What to produce: Copy the deck checker guide below word for word, from "The script expects" up to and including "the fifth read-through.".

Source extract:
--
IB Deck Checker
Perform comprehensive QC on the presentation across four dimensions. Read every slide, then report findings.
Environment check
This skill works in both the PowerPoint add-in and chat. Identify which you’re in before starting:
- Add-in — read from the live open deck.
- Chat — read from the uploaded
.pptx file.
This is read-and-report only — no edits — so the workflow is identical in both.
Workflow
Read the deck
Pull text from every slide, keeping track of which slide each line came from. You’ll need slide-level attribution for every finding (“$500M appears on slides 3 and 8, but slide 15 shows $485M”). A deck with 30 slides is too much to hold in working memory reliably — write the extracted text to a file so the number-checking script can process it.
The script expects markdown-ish input with slide markers. Format as:
## Slide 1
[slide 1 text content]
## Slide 2
[slide 2 text content]
1. Number consistency
Run the extraction script on what you collected:
python scripts/extract_numbers.py /tmp/deck_content.md --check
It normalizes units ($500M vs $500MM vs $500,000,000 → same number), categorizes values (revenue, EBITDA, multiples, margins), and flags when the same metric category shows conflicting values on different slides. This is the part most likely to catch something a human missed on the fifth read-through.
--
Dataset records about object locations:
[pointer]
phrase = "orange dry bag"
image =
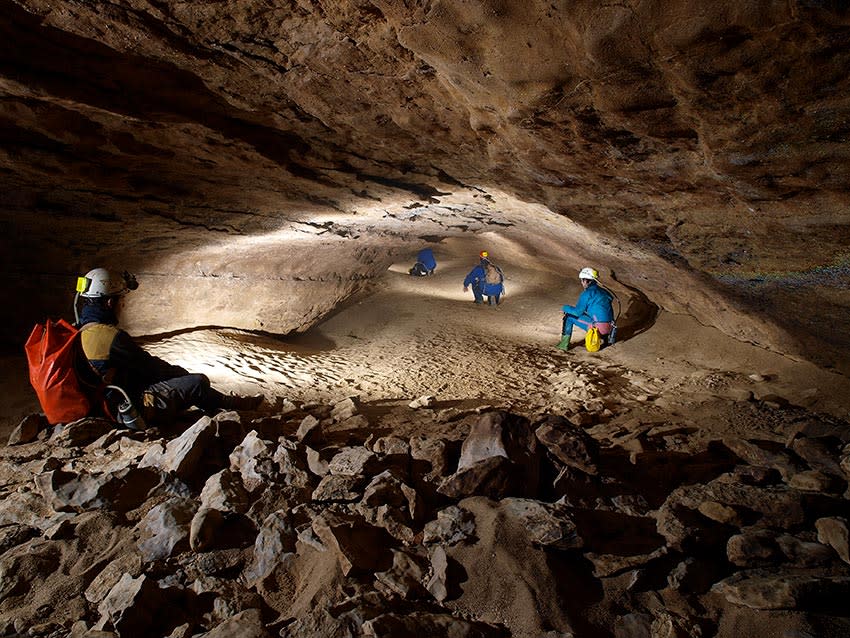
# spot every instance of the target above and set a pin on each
(52, 353)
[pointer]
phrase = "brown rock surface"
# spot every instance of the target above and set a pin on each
(223, 150)
(269, 168)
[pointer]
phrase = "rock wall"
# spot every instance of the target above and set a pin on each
(707, 144)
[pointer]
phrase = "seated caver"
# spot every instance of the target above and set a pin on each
(593, 308)
(158, 389)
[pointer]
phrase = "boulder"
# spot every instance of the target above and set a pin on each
(27, 430)
(106, 579)
(309, 430)
(79, 433)
(418, 623)
(134, 606)
(358, 545)
(165, 529)
(437, 584)
(252, 459)
(833, 531)
(225, 492)
(452, 525)
(569, 444)
(183, 455)
(337, 488)
(274, 543)
(77, 492)
(548, 524)
(498, 458)
(759, 589)
(204, 528)
(406, 575)
(245, 624)
(353, 461)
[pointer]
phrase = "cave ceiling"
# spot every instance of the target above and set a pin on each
(704, 146)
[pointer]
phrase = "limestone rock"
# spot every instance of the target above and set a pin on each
(165, 528)
(452, 525)
(345, 409)
(308, 431)
(225, 492)
(339, 488)
(406, 575)
(27, 430)
(79, 433)
(129, 563)
(315, 463)
(353, 461)
(425, 624)
(762, 590)
(426, 401)
(498, 458)
(183, 454)
(133, 605)
(437, 584)
(833, 531)
(766, 454)
(245, 624)
(358, 546)
(569, 444)
(252, 459)
(119, 491)
(432, 451)
(547, 524)
(204, 528)
(274, 543)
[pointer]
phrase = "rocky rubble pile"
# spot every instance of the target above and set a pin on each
(320, 521)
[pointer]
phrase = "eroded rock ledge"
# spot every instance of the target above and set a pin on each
(711, 140)
(337, 519)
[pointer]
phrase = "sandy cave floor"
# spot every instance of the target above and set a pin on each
(423, 336)
(414, 337)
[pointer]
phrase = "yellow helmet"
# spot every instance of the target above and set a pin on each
(589, 273)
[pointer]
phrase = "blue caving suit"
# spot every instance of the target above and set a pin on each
(477, 278)
(594, 306)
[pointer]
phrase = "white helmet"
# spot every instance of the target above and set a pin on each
(100, 282)
(589, 273)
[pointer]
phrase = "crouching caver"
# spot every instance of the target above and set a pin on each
(158, 389)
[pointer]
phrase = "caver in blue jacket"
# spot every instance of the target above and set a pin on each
(594, 307)
(425, 264)
(477, 278)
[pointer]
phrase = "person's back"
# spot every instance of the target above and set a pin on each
(594, 309)
(157, 388)
(427, 259)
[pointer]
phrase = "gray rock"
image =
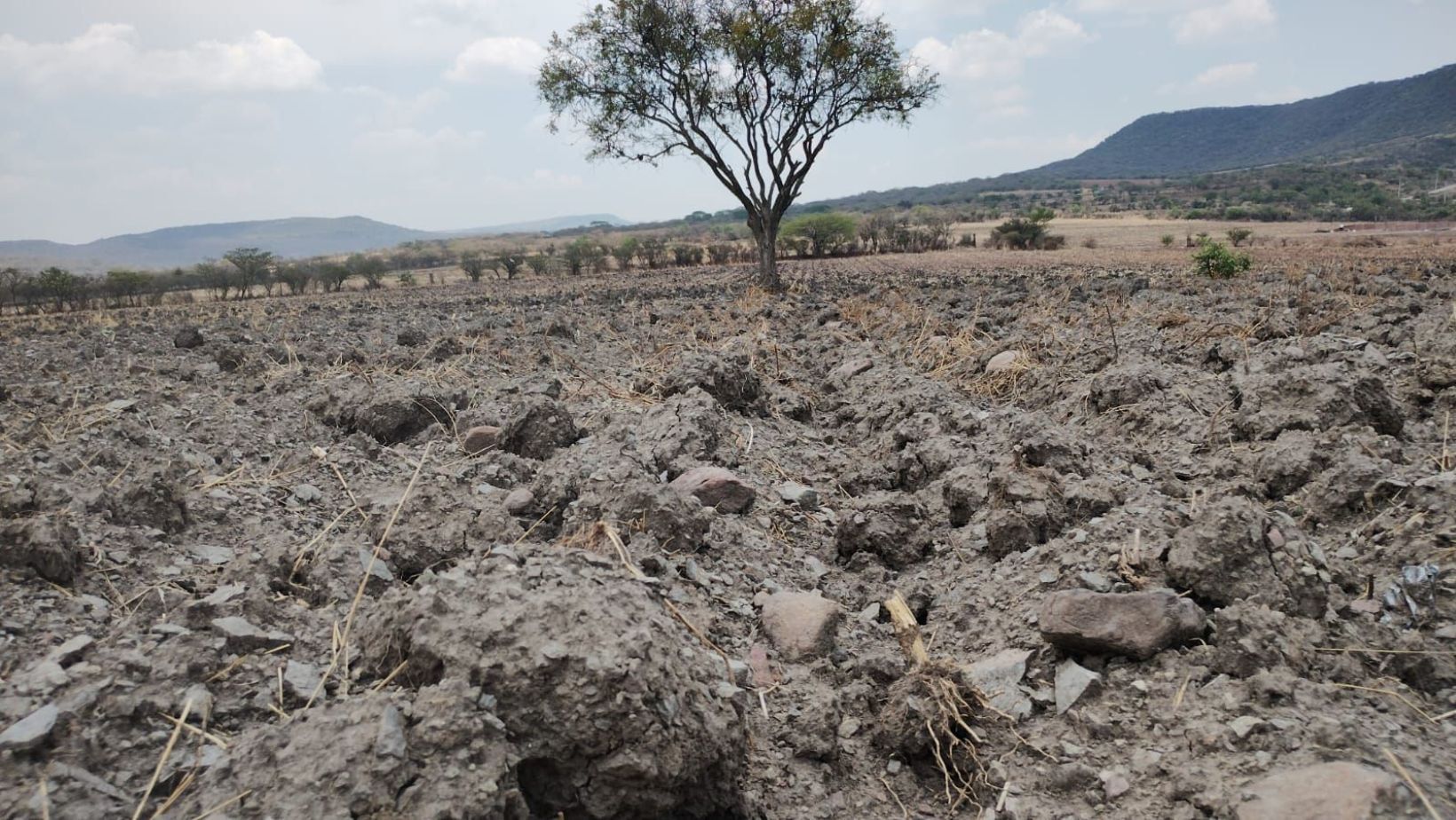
--
Solution to this problem:
The script expects markdown-ish input with slide markers. Format as:
## Slide 1
[slide 1 text content]
## Slide 2
[slide 2 text content]
1. Number consistency
Run the extraction script on what you collected:
python scripts/extract_numbers.py /tmp/deck_content.md --check
It normalizes units ($500M vs $500MM vs $500,000,000 → same number), categorizes values (revenue, EBITDA, multiples, margins), and flags when the same metric category shows conflicting values on different slides. This is the part most likely to catch something a human missed on the fifth read-through.